_Try it_: If a line in the records below contains the word "Exercise", return that line.

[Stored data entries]
• • •

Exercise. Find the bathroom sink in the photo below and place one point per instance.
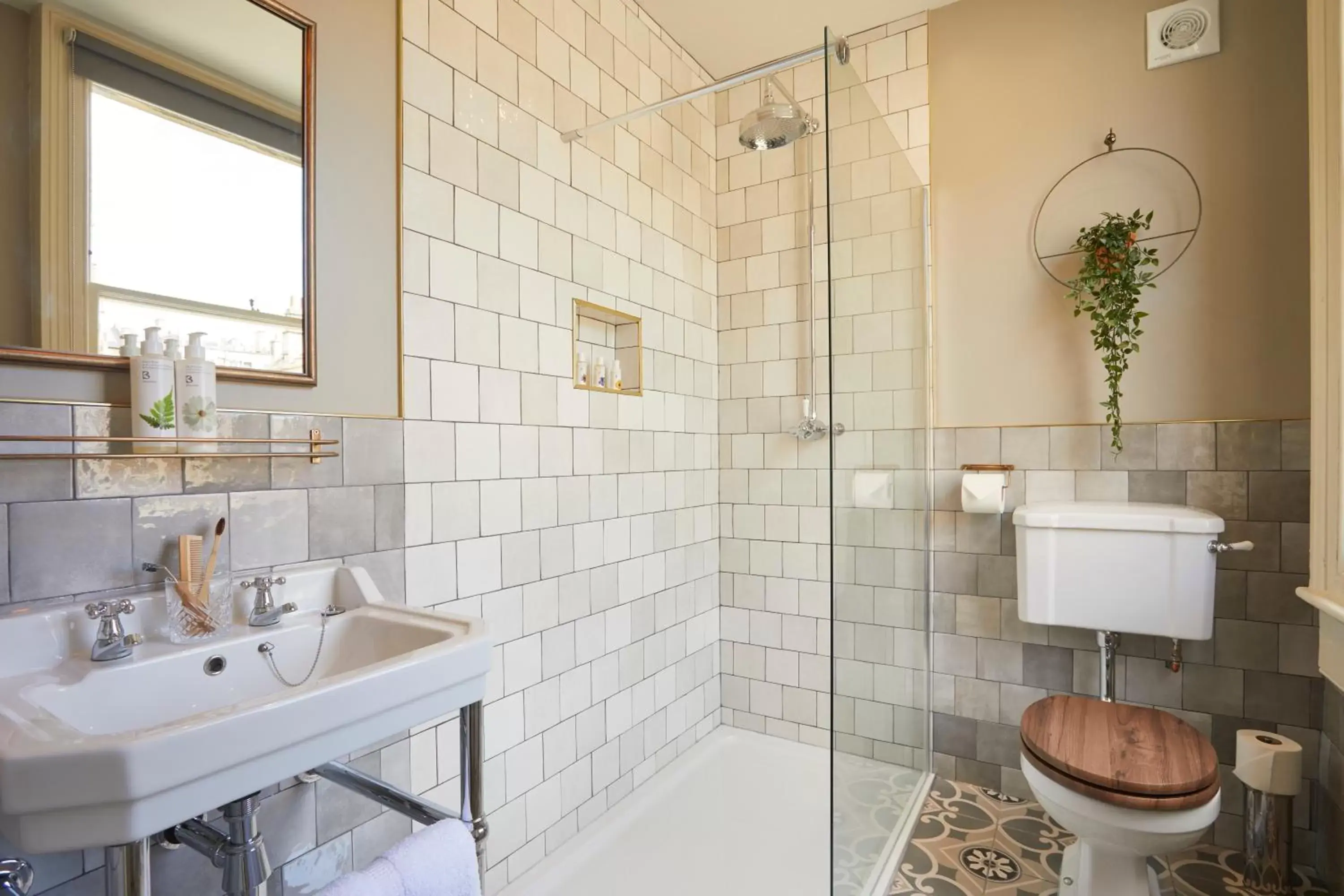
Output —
(95, 754)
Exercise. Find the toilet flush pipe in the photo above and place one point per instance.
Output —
(1108, 641)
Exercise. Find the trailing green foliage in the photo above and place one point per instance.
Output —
(162, 414)
(1108, 288)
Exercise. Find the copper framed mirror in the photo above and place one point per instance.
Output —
(162, 155)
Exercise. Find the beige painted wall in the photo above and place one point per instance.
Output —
(14, 175)
(1012, 112)
(357, 234)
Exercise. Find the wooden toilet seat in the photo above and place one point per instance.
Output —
(1129, 757)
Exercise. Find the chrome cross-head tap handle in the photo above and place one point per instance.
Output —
(112, 641)
(265, 613)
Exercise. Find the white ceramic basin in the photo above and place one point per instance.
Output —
(95, 754)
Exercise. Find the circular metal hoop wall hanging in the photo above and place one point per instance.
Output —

• • •

_Response_:
Exercise. Find the bathroom sink in the photo below and place one point per instance.
Exercise. Find the toilet flush pipe in the photo above and place one point per instance.
Exercise. Find the trailing green foliage in the photo above and place one point per instance.
Exercise. Find the copper framed mirror in the photo above and place one point per instance.
Exercise. Find the beige painted wall in the photo above and place one point per instance.
Exercise. Find the wooden toilet seat in the photo above and place one point per instance.
Exercise. Find the chrome cross-head tap handle in the photo above and place one point per instance.
Exercise. Find the white ceramic basin in the photo above and place one point per instance.
Exercise. Find the circular metal hoop wall hanging in the photo above and place one point per instance.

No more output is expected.